### DOCUMENT TEXT:
* * *

One of the most common synthetic routes to early transition metal polynuclear nitrido derivatives is the treatment of high-valent organometallic complexes with ammonia.4–8 The resultant multimetallic species usually contain nitrido (μn-N), imido (μn-NH), or amido (μn-NH2) ligands bridging several metal centers. The presence of bulky ancillary ligands (e.g., cyclopentadienyl, alkoxido) strongly bonded to the metals is crucial to isolating discrete and soluble molecular metal nitrides. These compounds contain metal elements in their highest possible oxidation state held together by strong interactions with the bridging ligands. Several theoretical studies on these complexes indicate that the lowest-lying unoccupied orbitals are metal-based and the compounds are able to undergo reduction without sacrificing cluster bonding.8a,9–12 For instance, density functional theory (DFT) calculations on the model titanium(IV) cubane complex [{Ti(η5-C5H5)}4(μ3-N)4] show that the LUMOs are bonding combinations of metal d orbitals and the compound has a high value (2.14 eV) of adiabatic electron affinity.10 Calculations for the isostructural vanadium(IV) model compound [{V(η5-C5H5)}4(μ3-N)4], analogous to [{V(η5-C5Me5)}4(μ3-N)4] isolated by Bottomley and co-workers in the reduction of [{V(η5-C5Me5)Cl}2(μ-N)2] with sodium,13 indicate that the four metal electrons occupy molecular orbitals which show a certain vanadium–vanadium overlap.10
Interestingly, many di- and polynuclear complexes with bridging nitrido ligands have been prepared by dinitrogen fixation via splitting of the triple bond by low-valent species.14 In particular, Hou and co-workers have described the formation of tri- and tetranuclear titanium compounds with μ3-N nitrido and μn-NH imido bridging ligands by cleavage of dinitrogen on multimetallic polyhydride complexes bearing the η5-C5Me4SiMe3 supporting ligand.15 The hydride ligands in these complexes serve as electron and proton sources for N2 splitting and partial hydrogenation of the resultant nitrido units with no need for external reductants or proton sources.16 In a related work, we reported the isolation of a paramagnetic methylidene–methylidyne–nitrido cube-type complex [{Ti(η5-C5Me5)}4(μ3-CH)(μ3-CH2)(μ3-N)2] by the reaction of [Ti(η5-C5Me5)Me3] with forming gas (H2/N2 mixture) under ambient conditions.17 These monocyclopentadienyltitanium nitrido species derived from N2 contain titanium(IV) or titanium(III) centers and their structures resemble those of the trinuclear imido-nitrido [{Ti(η5-C5Me5)(μ-NH)}3(μ3-N)]4 and the tetranuclear nitrido [{Ti(η5-C5Me5)}4(μ3-N)4]5 complexes prepared previously by the reaction of [Ti(η5-C5Me5)R3] (R = Me, NMe2) with ammonia.

* * *

### RECORD EXTRACTS:
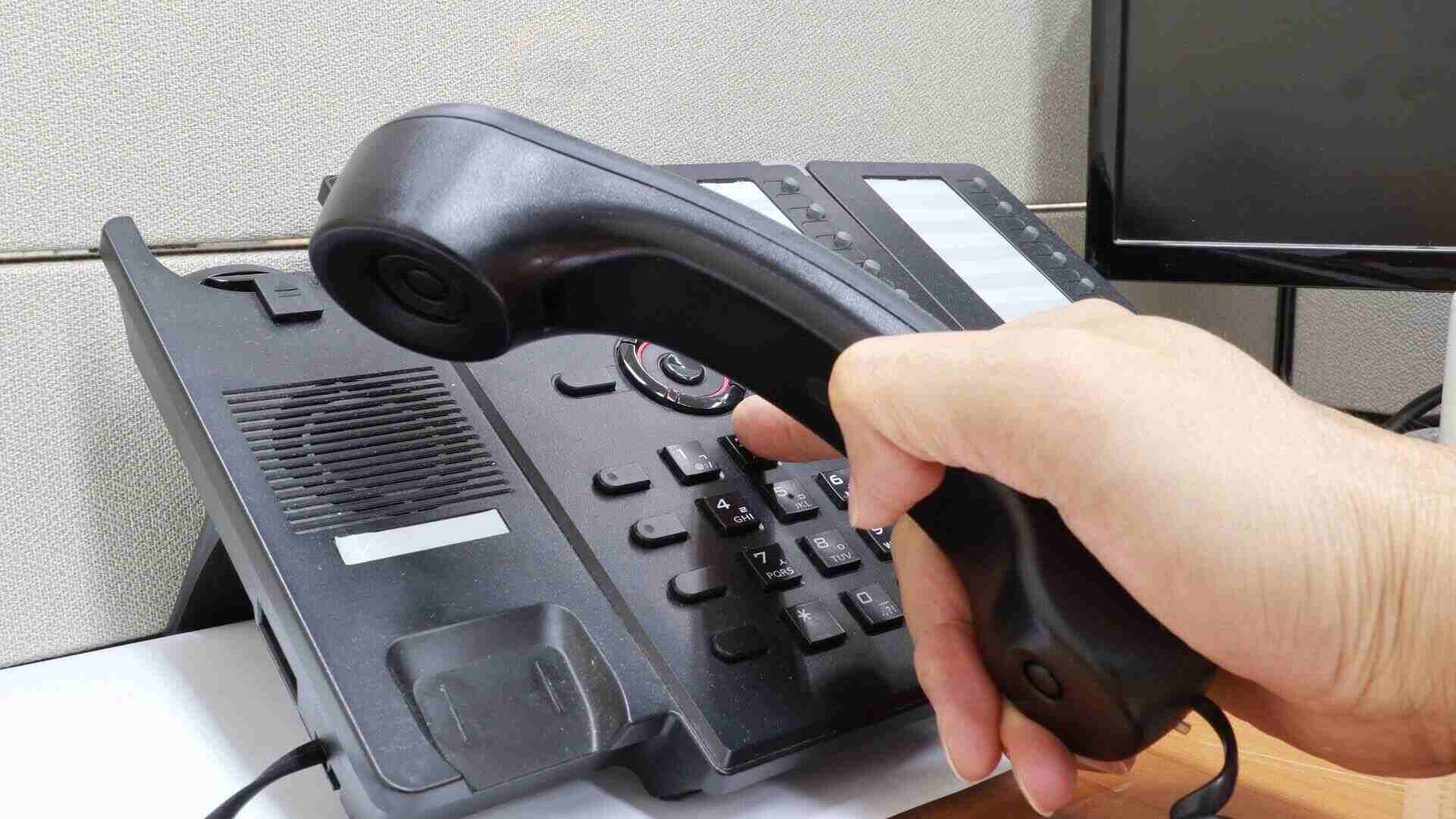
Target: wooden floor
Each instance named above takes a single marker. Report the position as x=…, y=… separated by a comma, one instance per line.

* * *

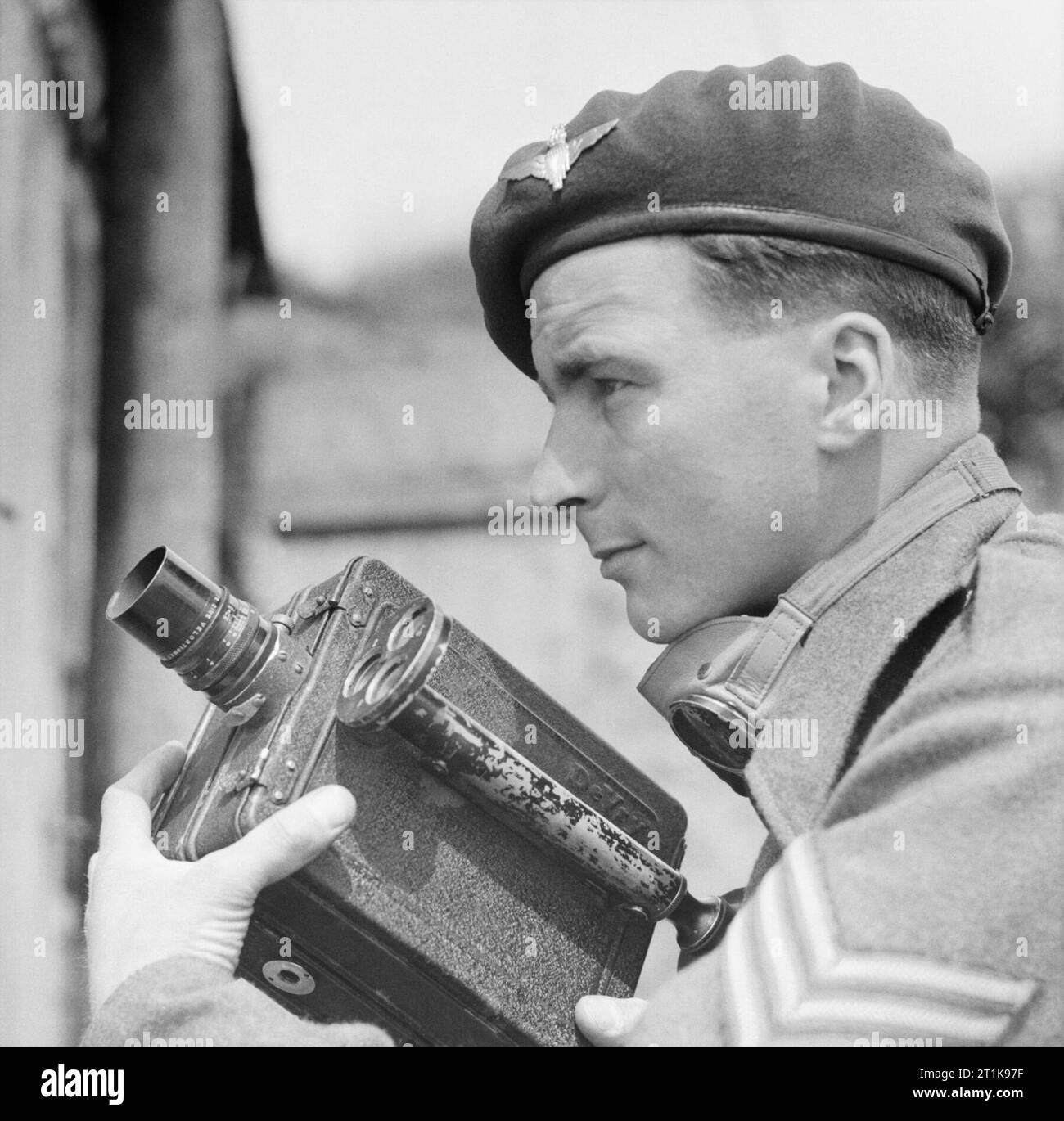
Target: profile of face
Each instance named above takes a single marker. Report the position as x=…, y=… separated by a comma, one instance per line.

* * *

### GOAL:
Answer these questions about the passage on nitrido complexes:
1. What value of adiabatic electron affinity do the DFT calculations give for the model titanium(IV) cubane complex?
2. Which supporting ligand do the multimetallic polyhydride complexes in the work of Hou and co-workers bear?
3. What was [Ti(η5-C5Me5)Me3] reacted with to isolate the methylidene–methylidyne–nitrido cube-type complex?
The data shown here has no connection to the text.

### COMPLETED TASK:
1. 2.14 eV
2. The η5-C5Me4SiMe3 ligand
3. Forming gas, an H2/N2 mixture, under ambient conditions